* BEGIN MATERIAL SUPPLIED *

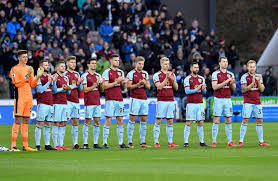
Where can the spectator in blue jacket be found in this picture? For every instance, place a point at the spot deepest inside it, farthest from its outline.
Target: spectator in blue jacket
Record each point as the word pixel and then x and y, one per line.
pixel 12 27
pixel 106 31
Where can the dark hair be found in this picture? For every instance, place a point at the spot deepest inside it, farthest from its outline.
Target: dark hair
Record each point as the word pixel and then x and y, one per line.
pixel 71 58
pixel 113 56
pixel 220 58
pixel 193 63
pixel 44 60
pixel 21 52
pixel 91 59
pixel 60 62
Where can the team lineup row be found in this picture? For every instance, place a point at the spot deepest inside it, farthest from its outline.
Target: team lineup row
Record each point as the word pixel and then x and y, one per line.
pixel 58 101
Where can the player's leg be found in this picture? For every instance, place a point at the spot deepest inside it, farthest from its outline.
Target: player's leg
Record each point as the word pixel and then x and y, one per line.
pixel 190 116
pixel 41 116
pixel 24 134
pixel 143 131
pixel 96 131
pixel 85 132
pixel 200 120
pixel 228 113
pixel 47 126
pixel 161 108
pixel 170 119
pixel 38 132
pixel 246 113
pixel 258 114
pixel 15 128
pixel 217 112
pixel 119 113
pixel 109 113
pixel 133 113
pixel 75 120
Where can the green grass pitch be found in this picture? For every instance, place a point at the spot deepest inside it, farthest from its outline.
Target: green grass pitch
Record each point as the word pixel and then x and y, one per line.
pixel 249 163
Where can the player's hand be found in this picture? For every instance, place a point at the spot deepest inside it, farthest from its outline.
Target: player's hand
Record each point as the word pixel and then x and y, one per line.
pixel 80 81
pixel 259 77
pixel 54 77
pixel 40 72
pixel 49 79
pixel 66 87
pixel 199 87
pixel 120 79
pixel 204 86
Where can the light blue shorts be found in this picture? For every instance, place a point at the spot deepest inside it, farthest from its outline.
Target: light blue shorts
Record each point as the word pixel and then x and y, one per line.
pixel 255 110
pixel 73 110
pixel 222 106
pixel 60 112
pixel 114 108
pixel 165 109
pixel 138 107
pixel 195 112
pixel 93 111
pixel 45 112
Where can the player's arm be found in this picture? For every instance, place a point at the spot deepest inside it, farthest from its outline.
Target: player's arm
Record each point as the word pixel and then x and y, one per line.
pixel 33 81
pixel 260 83
pixel 17 78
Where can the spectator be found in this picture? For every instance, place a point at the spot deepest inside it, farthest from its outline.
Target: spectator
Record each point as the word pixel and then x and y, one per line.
pixel 102 64
pixel 268 83
pixel 12 27
pixel 106 31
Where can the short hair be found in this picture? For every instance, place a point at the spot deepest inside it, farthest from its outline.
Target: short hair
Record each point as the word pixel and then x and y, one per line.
pixel 91 59
pixel 71 58
pixel 163 59
pixel 193 63
pixel 251 61
pixel 21 52
pixel 220 58
pixel 139 58
pixel 44 60
pixel 113 56
pixel 60 62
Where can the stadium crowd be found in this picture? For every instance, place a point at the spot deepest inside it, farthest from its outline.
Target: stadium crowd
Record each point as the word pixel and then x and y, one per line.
pixel 54 30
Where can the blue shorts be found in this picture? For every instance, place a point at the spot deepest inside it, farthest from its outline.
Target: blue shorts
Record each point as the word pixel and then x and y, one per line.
pixel 138 107
pixel 45 112
pixel 165 109
pixel 195 111
pixel 114 108
pixel 255 110
pixel 60 112
pixel 222 106
pixel 73 110
pixel 93 111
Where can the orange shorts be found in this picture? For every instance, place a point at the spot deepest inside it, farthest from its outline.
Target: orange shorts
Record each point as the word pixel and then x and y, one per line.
pixel 23 107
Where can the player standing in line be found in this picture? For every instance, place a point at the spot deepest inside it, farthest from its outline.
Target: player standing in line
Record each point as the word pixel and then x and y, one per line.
pixel 195 86
pixel 23 79
pixel 223 81
pixel 252 85
pixel 75 83
pixel 44 107
pixel 60 88
pixel 114 106
pixel 92 83
pixel 165 83
pixel 138 82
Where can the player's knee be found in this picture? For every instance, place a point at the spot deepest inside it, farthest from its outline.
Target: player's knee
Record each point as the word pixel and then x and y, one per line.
pixel 259 121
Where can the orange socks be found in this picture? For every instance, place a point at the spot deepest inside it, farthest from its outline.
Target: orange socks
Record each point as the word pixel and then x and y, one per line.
pixel 14 134
pixel 24 134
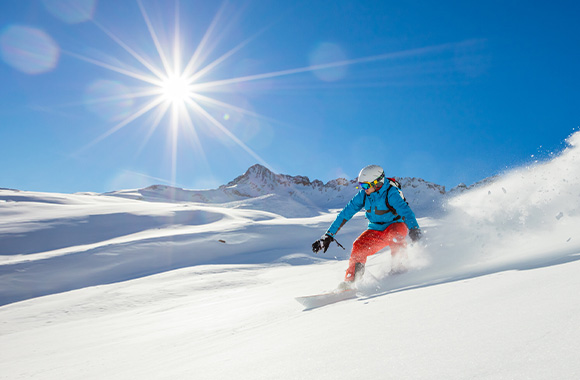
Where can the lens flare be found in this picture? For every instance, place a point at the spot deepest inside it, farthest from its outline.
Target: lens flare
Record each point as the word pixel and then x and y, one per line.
pixel 29 50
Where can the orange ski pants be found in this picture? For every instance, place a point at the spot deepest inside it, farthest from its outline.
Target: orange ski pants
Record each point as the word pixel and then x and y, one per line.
pixel 372 241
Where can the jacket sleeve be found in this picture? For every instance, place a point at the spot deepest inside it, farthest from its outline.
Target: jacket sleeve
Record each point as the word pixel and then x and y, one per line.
pixel 354 206
pixel 402 207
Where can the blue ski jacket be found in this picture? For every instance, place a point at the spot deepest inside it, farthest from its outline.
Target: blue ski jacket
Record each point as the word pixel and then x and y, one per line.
pixel 379 215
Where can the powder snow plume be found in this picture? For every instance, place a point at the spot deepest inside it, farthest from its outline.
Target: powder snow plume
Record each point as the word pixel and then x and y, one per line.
pixel 509 220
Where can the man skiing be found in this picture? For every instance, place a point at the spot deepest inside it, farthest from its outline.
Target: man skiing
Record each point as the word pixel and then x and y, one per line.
pixel 390 220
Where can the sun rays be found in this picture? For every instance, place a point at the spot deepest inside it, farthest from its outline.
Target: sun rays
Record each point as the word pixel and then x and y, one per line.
pixel 174 87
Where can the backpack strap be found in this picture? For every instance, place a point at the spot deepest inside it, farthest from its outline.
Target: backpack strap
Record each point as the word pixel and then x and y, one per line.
pixel 394 183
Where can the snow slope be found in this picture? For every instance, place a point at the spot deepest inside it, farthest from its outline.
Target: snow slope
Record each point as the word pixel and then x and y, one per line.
pixel 127 285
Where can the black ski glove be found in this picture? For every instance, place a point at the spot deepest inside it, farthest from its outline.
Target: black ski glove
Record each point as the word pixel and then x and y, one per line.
pixel 415 235
pixel 322 243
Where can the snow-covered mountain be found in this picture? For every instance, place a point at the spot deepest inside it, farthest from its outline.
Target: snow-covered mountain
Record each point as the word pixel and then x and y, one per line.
pixel 290 196
pixel 138 285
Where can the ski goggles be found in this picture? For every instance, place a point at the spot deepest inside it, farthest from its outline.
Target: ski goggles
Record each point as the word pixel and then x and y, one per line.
pixel 368 185
pixel 365 185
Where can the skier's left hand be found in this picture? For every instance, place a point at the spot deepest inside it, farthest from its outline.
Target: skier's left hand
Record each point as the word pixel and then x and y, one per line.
pixel 322 243
pixel 415 234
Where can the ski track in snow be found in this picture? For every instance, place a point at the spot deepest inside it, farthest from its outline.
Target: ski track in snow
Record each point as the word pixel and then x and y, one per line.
pixel 122 286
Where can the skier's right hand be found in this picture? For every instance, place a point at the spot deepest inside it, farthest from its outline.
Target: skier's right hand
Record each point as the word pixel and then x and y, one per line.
pixel 322 243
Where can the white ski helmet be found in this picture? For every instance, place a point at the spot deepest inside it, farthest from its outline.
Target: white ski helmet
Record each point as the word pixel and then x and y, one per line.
pixel 372 174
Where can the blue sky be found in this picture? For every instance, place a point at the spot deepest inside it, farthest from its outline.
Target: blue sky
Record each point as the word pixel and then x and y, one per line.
pixel 107 95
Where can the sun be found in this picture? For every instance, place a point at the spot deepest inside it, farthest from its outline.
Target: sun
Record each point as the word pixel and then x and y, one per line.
pixel 179 94
pixel 176 89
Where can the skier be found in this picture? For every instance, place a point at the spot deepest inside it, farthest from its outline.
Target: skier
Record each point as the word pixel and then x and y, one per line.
pixel 390 220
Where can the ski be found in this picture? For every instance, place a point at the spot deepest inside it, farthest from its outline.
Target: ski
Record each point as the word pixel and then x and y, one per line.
pixel 323 299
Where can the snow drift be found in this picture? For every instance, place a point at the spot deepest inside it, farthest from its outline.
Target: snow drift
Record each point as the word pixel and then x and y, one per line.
pixel 154 284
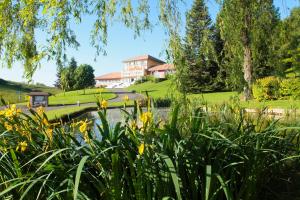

* END MATERIAL SUPPLIED *

SET EXERCISE.
Rewrite the rows in the stretch from the line containing "Where can the snow drift" through the end of the rows, swapping "snow drift" for "snowbank" and leaving everything else unchanged. Omit the pictures from your answer.

EXERCISE SOLUTION.
Where can the snowbank be found in this picture? For every instance, place a point at the spot deepest inside it, farthest from its outline.
Target: snowbank
Record each point as the word pixel and then x and y, one per line.
pixel 154 284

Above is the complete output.